**QUOTED TEXT**
= = = = =
From the time I was about 8, I started to develop anxiety in group interactions. I was always a high achiever, however put in any situation where the “spotlight” was on, I became overwhelmed with self-consciousness that seemed to get worse with age, rather than better.
In the 5th grade I was nominated by my teacher to represent my class in front of the entire school. It was the worst day of my life. When I got up on stage, I froze. I couldn’t remember any of my lines even though I rehearsed a thousand times. I saw peers in my class laughing at me, so it appeared. It took me weeks to even feel okay having a conversation with my friends. As time went on, it got worse. I avoided large group settings where I would be required to present. During high school, I would magically figure out ways not to present.
In college, I joined a fraternity, in part to get better in large group settings. Once again it didn’t work. I ran for president of the fraternity and agonized for days on end on my presentation. No, it wasn’t about the topics that I would discuss. It was about how I would screw up! It was how I would freeze in front of my buddies! It was how I would be seen as a fraud, a wimp, as stupid!
I was so overwhelmed with terror I couldn’t even show up for the first day of Public Speaking 1.1, even though I signed up for that course 5 or 6 times.
I tried Toastmasters and even attended sessions with a psychologist.
When I entered the work place my stage terror got even worse. I had lots of practice screwing up in my mind. I worked for a very large prestigious management consulting firm representing Fortune 500 companies billing millions of dollars in hourly fees. It was my job to represent the firm as the expert. I was a perfectionist and can proudly say the work I delivered was meticulous and well thought out. However, when I had to present to the client, and even worse, in front of my team, I fell apart — at least, in my mind.
= = = = =
**TASKS TO COMPLETE**
A. In the account of stage fright, who nominated the writer in the 5th grade to represent the class in front of the entire school?
B. The account of stage fright lists what the writer feared being seen as while preparing for the fraternity presidential run. List every one of those labels.

**SOURCE EXCERPT**
= = = = =
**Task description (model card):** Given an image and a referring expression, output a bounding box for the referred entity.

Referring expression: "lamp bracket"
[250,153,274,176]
= = = = =
**RESULTS FOR EACH TASK**
A. The writer's teacher.

B.
- a fraud
- a wimp
- stupid